Some years ago, after a brief foray into young children’s fiction, I wrote a novel about Lizza, who was fifteen.  After escaping from the North East to work Lizza comes home only to be ‘locked in’ by the travel restrictions  during the nine days  of the 1926 national strike.

Not knowing any other writers, and not being locked into networks so familiar to present day beginning-writers, I merrily sent Lizza off to ‘someone’ at two very major publishers.

The first publisher loved it but suggested changes. In my new-writer-pride I considered this unthinkable, like cutting off my baby Debora’s arm. So I sent it off to the other publisher. Linda Jennings of Hodder & Stoughton – later my much respected editor – wrote and said she how much she enjoyed it. They were happy to publish it, virtually unchanged, except for the removal of a family called Onions who were cluttering up the plot.

I was so happy, I nearly fell out of bed. (Bryan had just brought up the post with a cup of tea). Any new writer will tell you how orgasmic this moment is. Here are total strangers - totals strangers in the chilly literary regions on London, no less - who think your work good enough to publish! No greater validation  for a new writer. I write, therefore I am.

Then I read further into the letter.

Linda said. ‘This will be wonderful for our young adult list.’  Young adult? A children’s novel?  But I had written a novel, a universal story that could be read and relished by anyone, whatever their age.

Still good news, though. I embraced Linda and Hodder & Stoughton as my gateway to serious writing and they subsequently published two more young adult novels. This was eighteen years and fourteen novels ago but all three of these children’s novels  are still borrowed in British Libraries. Lizza is still read by adults. The Real Life of Studs McGuire is on some Australian school’s  required reading list, another is still read in Swiss schools. Probably the glue-sniffing scenes are a bit of a pull.

= = = = = = =

Write out the full passage about getting the novel about Lizza published, word for word. Rely only on the text.

- [Excerpted data]:
= = = = = = =

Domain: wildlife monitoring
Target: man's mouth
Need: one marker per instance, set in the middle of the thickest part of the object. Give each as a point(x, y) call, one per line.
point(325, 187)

= = = = = = =

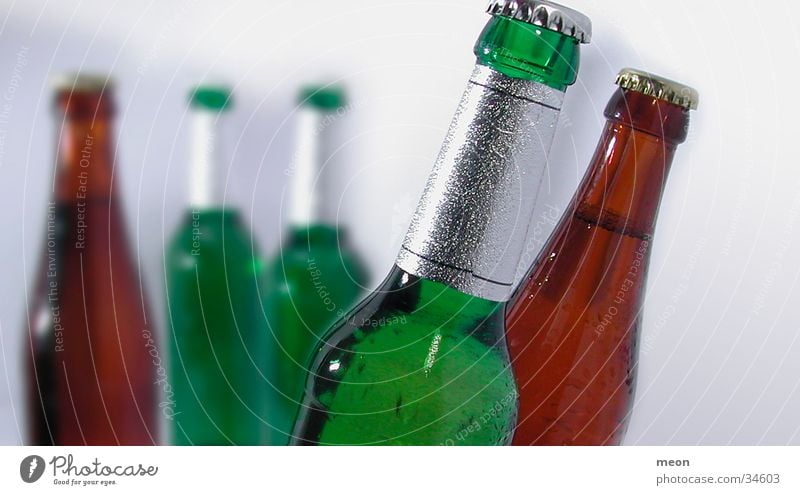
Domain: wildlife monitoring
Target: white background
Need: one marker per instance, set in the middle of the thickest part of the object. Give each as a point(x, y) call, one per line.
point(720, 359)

= = = = = = =

- [Final result]:
Some years ago, after a brief foray into young children’s fiction, I wrote a novel about Lizza, who was fifteen.  After escaping from the North East to work Lizza comes home only to be ‘locked in’ by the travel restrictions  during the nine days  of the 1926 national strike.

Not knowing any other writers, and not being locked into networks so familiar to present day beginning-writers, I merrily sent Lizza off to ‘someone’ at two very major publishers.

The first publisher loved it but suggested changes. In my new-writer-pride I considered this unthinkable, like cutting off my baby Debora’s arm. So I sent it off to the other publisher. Linda Jennings of Hodder & Stoughton – later my much respected editor – wrote and said she how much she enjoyed it. They were happy to publish it, virtually unchanged, except for the removal of a family called Onions who were cluttering up the plot.

I was so happy, I nearly fell out of bed. (Bryan had just brought up the post with a cup of tea). Any new writer will tell you how orgasmic this moment is. Here are total strangers - totals strangers in the chilly literary regions on London, no less - who think your work good enough to publish! No greater validation  for a new writer. I write, therefore I am.

Then I read further into the letter.

Linda said. ‘This will be wonderful for our young adult list.’  Young adult? A children’s novel?  But I had written a novel, a universal story that could be read and relished by anyone, whatever their age.

Still good news, though. I embraced Linda and Hodder & Stoughton as my gateway to serious writing and they subsequently published two more young adult novels. This was eighteen years and fourteen novels ago but all three of these children’s novels  are still borrowed in British Libraries. Lizza is still read by adults. The Real Life of Studs McGuire is on some Australian school’s  required reading list, another is still read in Swiss schools. Probably the glue-sniffing scenes are a bit of a pull.